** Quoted text **
# `web_browser`

Drive a **live page** over multiple steps: navigate, click, fill, select, inspect — plus read, screenshot, evaluate, exportCookies. **Stateful** — the page persists across calls, keyed by `sessionId`.

> **`mode=browser` vs `web_browser`:** `mode=browser` renders and *reads* one URL (a stateless scrape). `web_browser` *operates* a page across steps (stateful session, clickable `@eN` refs). Different tools — read once vs drive.

## Actions

| Action | Needs | Description |
|--------|-------|-------------|
| `navigate` | `url` | Load a URL in the session's page |
| `click` | `selector` | Click an element |
| `fill` | `selector` + `value` | Type into an input |
| `select` | `selector` + `value` | Choose a `<select>` option |
| `inspect` | — | Re-read the page's interactive elements (returns the a11y **snapshot** + `@eN` refs — how to *drive* the page) |
| `read` | — | Read the live page's content (post-interaction DOM). Bare → a cheap **orientation digest** (word/link counts, heading outline with line numbers, landmarks). `linesMatching=[…]` → greps the body to matching snippets. `storeCapture=true` → full body as a `responseId` |
| `screenshot` | — | Save a PNG of the page (or a `selector` element) to disk → `blobPath` + `responseId`. **Binary artifact, not inlined** (see warning below) |
| `evaluate` | `script` | Run JS in the page → JSON-serialized result (30 s default timeout, output capped at 10 000 chars) |
| `exportCookies` | `scopeUrl` | Copy the session's cookies for `scopeUrl` into the HTTP-session cookie jar; returns **counts only, never values** |

`navigate`/`click`/`fill`/`select`/`inspect` return the current `url` plus a fresh **snapshot**. The snapshot comes in three shapes — the *navigate token ladder*, mirroring `read`'s digest→grep→full:

- **outline** — `navigate`'s default. Orientation only: landmarks, interactive role counts, and the top headings. **No `@eN` refs.** Orient here, then drill.
- **interactive** — what `click`/`fill`/`select`/`inspect` return, and what `navigate` returns once you pass `scope`/`roles`/`detail`. The interactive-only a11y tree (links, buttons, inputs, headings) flattened one-per-line, each carrying an `@eN` ref. Link URLs are trimmed (query+fragment dropped), duplicate link names collapsed, and the list capped at 150 with `… +N more` (narrow with `scope`/`roles`). Drive off these refs.
- **full** — `detail="full"`. The raw a11y tree, untrimmed and uncapped.

`read`/`screenshot`/`evaluate`/`exportCookies` return their own result instead (see below).

** Given request 1 **
Name the actions that the web_browser text says return their own result rather than the current url and a snapshot.
** Given request 2 **
Rewrite the records, starting at their first line and ending at the line that contains "point(58, 411)", as a Markdown table with the columns Row and Line.
The web_browser text and the records are separate material that have nothing to do with each other.

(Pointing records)
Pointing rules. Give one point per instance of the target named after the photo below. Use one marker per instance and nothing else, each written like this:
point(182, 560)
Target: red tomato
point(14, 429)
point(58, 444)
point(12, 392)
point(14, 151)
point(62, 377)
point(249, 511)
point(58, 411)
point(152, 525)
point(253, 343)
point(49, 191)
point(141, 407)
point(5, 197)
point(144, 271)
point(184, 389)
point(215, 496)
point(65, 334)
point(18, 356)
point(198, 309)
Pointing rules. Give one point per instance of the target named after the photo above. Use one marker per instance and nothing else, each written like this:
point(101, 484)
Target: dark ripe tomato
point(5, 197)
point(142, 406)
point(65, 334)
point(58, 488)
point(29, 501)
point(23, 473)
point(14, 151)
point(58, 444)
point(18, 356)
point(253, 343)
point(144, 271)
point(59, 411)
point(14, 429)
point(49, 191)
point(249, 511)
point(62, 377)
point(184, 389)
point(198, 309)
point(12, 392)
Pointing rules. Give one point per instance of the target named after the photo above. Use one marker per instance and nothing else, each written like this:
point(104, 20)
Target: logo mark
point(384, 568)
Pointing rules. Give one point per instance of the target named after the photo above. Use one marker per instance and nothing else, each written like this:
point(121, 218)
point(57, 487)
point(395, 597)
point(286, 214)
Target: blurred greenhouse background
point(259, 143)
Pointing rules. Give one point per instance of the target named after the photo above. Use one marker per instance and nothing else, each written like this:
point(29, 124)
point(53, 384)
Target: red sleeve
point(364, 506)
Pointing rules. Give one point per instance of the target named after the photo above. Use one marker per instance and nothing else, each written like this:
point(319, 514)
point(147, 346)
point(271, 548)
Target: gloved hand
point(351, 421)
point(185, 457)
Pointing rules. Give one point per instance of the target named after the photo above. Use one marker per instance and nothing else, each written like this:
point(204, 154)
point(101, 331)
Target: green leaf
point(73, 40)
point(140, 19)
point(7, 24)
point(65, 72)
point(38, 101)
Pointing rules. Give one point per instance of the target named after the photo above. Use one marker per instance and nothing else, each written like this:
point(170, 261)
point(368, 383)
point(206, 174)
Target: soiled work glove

** Finished answer 1 **
- read
- screenshot
- evaluate
- exportCookies

** Finished answer 2 **
| Row | Line |
|---|---|
| 1 | Pointing rules. Give one point per instance of the target named after the photo below. Use one marker per instance and nothing else, each written like this: |
| 2 | point(182, 560) |
| 3 | Target: red tomato |
| 4 | point(14, 429) |
| 5 | point(58, 444) |
| 6 | point(12, 392) |
| 7 | point(14, 151) |
| 8 | point(62, 377) |
| 9 | point(249, 511) |
| 10 | point(58, 411) |